-- begin ROWS --

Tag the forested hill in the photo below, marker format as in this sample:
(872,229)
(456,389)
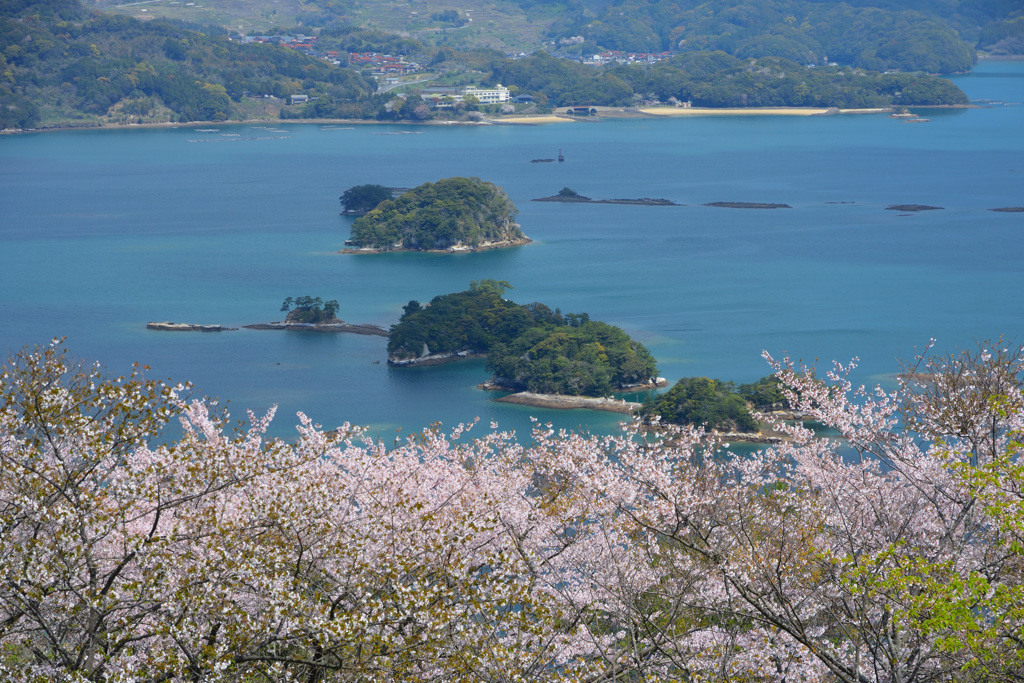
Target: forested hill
(934,36)
(452,212)
(60,62)
(716,79)
(61,65)
(528,347)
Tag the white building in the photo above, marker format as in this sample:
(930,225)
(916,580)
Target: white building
(495,95)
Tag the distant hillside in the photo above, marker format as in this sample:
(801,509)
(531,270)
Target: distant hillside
(61,65)
(934,36)
(64,65)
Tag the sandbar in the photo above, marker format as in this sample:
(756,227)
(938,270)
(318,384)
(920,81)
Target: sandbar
(527,119)
(752,111)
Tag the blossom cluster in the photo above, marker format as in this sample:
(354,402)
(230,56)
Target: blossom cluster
(889,554)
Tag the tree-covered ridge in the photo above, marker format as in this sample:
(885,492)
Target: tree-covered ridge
(360,200)
(528,347)
(803,31)
(717,79)
(452,212)
(715,404)
(578,357)
(61,63)
(310,309)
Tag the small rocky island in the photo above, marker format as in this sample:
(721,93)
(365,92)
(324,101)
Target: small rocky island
(748,205)
(360,200)
(542,354)
(569,196)
(911,207)
(309,314)
(314,314)
(451,215)
(168,326)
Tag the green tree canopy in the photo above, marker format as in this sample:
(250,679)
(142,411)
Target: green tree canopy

-- end ROWS --

• WHAT THE TASK ASKS:
Nothing but the lines from the line with "Tag the white" to the last line of the listing above should appear; please retype them exactly, both ends included.

• OUTPUT OF THE TASK:
Tag the white building in the photo above, marker format as in this sample:
(930,225)
(916,580)
Target: white building
(495,95)
Tag the distant hillside in the photo above, marker format as in this sample:
(801,509)
(531,270)
Target: distant hillside
(61,65)
(934,36)
(64,65)
Tag the sandbar in the photo above, marker format as in this sample:
(756,227)
(938,270)
(318,384)
(920,81)
Target: sandbar
(527,119)
(752,111)
Tag the blossom cluster in the photo above, marker format as in this sample:
(354,402)
(230,56)
Target: blossom cluster
(889,554)
Tag the tree-covered ridge in the photo above, marker format as in this sample:
(885,492)
Target: tree-covered ridge
(360,200)
(528,347)
(803,31)
(717,79)
(452,212)
(715,404)
(578,357)
(61,63)
(310,309)
Tag the small rocky island in the photo above, marker format as in this sample:
(721,93)
(365,92)
(324,101)
Target: small rocky island
(748,205)
(360,200)
(542,354)
(569,196)
(911,207)
(309,314)
(314,314)
(451,215)
(168,326)
Tag the green tree canopy in the photo above, marker format as in this sample:
(250,679)
(142,411)
Target: green tree canopy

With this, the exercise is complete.